**Your objective:** Using the records that appear below, write out exactly the lines from the one with "# put one marker per instance of the man's" through the one with "# put one marker per instance of the blue window;", keeping both end lines.

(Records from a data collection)
⟨

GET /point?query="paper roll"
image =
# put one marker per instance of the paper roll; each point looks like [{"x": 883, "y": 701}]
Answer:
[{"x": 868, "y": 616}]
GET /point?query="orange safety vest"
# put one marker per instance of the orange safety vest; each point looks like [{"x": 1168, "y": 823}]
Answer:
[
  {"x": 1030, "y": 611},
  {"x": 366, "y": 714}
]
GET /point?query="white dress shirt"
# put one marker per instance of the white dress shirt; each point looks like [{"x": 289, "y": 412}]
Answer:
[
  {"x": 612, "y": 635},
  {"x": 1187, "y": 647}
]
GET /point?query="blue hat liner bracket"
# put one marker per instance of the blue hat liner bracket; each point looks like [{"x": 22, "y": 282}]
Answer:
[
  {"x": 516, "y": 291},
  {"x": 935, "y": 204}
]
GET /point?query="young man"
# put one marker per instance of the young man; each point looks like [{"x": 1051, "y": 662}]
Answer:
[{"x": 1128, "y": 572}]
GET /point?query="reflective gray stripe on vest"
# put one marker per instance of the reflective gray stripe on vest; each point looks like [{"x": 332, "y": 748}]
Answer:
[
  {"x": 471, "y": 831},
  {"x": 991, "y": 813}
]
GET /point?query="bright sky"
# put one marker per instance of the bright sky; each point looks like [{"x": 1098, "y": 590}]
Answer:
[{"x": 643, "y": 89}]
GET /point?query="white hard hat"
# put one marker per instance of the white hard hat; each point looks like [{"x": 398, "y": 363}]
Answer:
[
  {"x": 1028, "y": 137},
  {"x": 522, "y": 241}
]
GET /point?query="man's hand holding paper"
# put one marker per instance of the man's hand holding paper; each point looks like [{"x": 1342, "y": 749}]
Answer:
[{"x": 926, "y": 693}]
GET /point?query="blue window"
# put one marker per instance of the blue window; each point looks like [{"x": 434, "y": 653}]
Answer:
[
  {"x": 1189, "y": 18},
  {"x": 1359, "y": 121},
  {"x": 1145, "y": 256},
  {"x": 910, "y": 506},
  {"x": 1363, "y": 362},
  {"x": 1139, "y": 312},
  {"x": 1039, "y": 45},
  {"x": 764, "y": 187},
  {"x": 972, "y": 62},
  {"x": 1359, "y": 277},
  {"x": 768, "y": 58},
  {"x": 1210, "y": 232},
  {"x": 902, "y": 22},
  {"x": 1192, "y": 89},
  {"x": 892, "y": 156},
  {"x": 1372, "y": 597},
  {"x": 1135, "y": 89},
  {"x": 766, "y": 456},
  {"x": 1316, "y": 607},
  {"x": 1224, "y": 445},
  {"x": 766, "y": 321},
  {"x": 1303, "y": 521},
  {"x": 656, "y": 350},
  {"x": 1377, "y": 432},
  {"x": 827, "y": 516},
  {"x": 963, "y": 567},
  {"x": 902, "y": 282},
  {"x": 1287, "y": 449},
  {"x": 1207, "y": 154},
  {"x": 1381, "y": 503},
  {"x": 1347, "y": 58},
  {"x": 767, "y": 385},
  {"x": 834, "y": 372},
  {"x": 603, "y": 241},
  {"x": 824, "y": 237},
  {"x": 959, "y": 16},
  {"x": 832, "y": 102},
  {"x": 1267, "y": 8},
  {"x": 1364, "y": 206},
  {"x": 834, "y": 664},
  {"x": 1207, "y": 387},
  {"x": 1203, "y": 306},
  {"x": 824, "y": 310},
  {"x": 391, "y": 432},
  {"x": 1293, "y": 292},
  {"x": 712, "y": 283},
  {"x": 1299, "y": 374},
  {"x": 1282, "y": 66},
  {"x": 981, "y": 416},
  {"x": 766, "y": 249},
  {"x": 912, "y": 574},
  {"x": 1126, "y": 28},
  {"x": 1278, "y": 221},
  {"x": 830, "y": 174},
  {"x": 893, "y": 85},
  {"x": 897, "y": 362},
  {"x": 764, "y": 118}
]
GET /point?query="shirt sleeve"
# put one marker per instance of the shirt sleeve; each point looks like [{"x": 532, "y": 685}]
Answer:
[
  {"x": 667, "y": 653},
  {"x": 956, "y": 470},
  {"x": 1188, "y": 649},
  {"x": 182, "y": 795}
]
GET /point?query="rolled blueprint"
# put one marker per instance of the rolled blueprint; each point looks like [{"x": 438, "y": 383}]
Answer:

⟩

**Finished exercise:**
# put one marker per instance of the man's hand holding paper; each point looks like [{"x": 1342, "y": 749}]
Answer:
[{"x": 926, "y": 693}]
GET /point?query="blue window"
# put one marker per instance of the blue window; each point looks like [{"x": 434, "y": 653}]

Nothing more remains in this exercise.